Texto fornecido:

A "LEI SECA" , como ficou conhecida a de número 11.705/2008, que incluiu no Código de Trânsito Brasileiro um limite quantitativo rigoroso para o nível de álcool no sangue de motoristas, constitui um bom exemplo de que o endurecimento da legislação nem sempre produz os resultados pretendidos. Paradoxalmente, a fixação do teto de 6 decigramas de álcool por litro de sangue -algo como dois copos de cerveja- parece estar contribuindo para a impunidade dos condutores flagrados em embriaguez ao volante.
O objetivo era induzir o nível de álcool no sangue a zero. Pelo menos de início, a nova regra conseguiu reprimir esse comportamento de risco, que segundo estatísticas está envolvido em cerca de 40% a 60% dos acidentes de trânsito com mortes. A fiscalização aumentou, e motoristas temerosos das penalidades draconianas -prisão em flagrante e seis meses a três anos de detenção- passaram a pensar duas vezes antes de beber e dirigir.
Ocorre que, ao fixar o limite numérico, a lei tornou o crime, tipificado no artigo 306 do código, dependente da comprovação da embriaguez por meio de teste químico de presença de álcool no sangue. Como ninguém está obrigado a produzir provas contra si próprio, é direito do autuado recusar-se a realizar o teste do bafômetro. Levantamento recente indicou que, nos casos que chegam aos tribunais, 80% dos refratários ao teste terminam absolvidos por falta de provas.

Lista de linhas:
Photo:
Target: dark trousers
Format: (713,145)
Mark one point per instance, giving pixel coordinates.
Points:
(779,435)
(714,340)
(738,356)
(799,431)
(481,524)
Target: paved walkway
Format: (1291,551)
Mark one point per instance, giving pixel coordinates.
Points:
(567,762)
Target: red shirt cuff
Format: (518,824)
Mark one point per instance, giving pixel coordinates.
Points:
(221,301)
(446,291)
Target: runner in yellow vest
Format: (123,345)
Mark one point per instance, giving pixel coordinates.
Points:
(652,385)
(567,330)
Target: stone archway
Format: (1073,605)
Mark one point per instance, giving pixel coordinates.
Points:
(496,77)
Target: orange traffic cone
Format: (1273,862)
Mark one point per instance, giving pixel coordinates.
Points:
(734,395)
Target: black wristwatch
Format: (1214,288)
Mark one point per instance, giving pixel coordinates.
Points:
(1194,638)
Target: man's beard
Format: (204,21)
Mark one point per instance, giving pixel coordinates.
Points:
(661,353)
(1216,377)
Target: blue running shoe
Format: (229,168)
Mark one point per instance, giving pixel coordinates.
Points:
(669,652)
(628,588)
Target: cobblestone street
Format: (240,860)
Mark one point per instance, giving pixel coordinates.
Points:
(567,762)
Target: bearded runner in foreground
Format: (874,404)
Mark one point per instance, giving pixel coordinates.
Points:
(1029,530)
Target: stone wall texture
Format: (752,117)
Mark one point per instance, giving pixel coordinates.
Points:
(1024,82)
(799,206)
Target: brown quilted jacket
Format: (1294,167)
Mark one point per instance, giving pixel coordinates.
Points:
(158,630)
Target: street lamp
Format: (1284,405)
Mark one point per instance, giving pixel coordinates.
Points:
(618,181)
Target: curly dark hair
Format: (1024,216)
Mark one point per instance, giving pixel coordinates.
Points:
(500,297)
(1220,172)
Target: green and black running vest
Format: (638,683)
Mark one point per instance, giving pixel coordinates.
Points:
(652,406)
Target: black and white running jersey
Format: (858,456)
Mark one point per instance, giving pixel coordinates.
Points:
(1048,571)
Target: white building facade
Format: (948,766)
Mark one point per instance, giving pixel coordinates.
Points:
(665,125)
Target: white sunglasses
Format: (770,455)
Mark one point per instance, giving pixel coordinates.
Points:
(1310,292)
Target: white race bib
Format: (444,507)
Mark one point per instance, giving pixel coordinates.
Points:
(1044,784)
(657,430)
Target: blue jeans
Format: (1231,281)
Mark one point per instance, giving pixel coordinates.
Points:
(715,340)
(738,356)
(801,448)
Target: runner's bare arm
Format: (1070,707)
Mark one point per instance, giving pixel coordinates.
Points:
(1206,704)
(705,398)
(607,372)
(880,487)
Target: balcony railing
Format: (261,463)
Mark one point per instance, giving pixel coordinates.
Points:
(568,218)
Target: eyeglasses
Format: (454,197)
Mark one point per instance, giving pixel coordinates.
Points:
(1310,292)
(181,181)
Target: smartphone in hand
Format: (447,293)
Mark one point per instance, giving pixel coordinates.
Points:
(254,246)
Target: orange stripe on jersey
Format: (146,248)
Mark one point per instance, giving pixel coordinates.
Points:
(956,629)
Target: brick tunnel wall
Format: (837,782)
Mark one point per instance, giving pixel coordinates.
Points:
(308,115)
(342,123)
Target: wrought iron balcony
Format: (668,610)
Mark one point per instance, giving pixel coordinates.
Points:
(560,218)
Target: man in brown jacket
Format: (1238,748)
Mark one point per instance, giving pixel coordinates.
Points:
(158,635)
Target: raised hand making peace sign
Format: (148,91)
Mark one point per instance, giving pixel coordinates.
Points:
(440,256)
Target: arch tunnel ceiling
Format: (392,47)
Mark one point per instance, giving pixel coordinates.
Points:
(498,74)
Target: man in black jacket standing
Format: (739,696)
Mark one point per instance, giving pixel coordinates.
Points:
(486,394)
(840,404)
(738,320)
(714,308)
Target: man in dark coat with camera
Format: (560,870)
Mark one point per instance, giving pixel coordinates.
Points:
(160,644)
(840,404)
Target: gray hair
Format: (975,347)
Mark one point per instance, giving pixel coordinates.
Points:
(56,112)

Problema proposto: De acordo com o texto sobre a Lei Seca, que parcela dos refratários ao teste do bafômetro termina absolvida nos casos que chegam aos tribunais? As linhas foram retiradas de uma fonte diferente da do texto.

Resolução da tarefa: Cerca de 80% deles são absolvidos por falta de provas.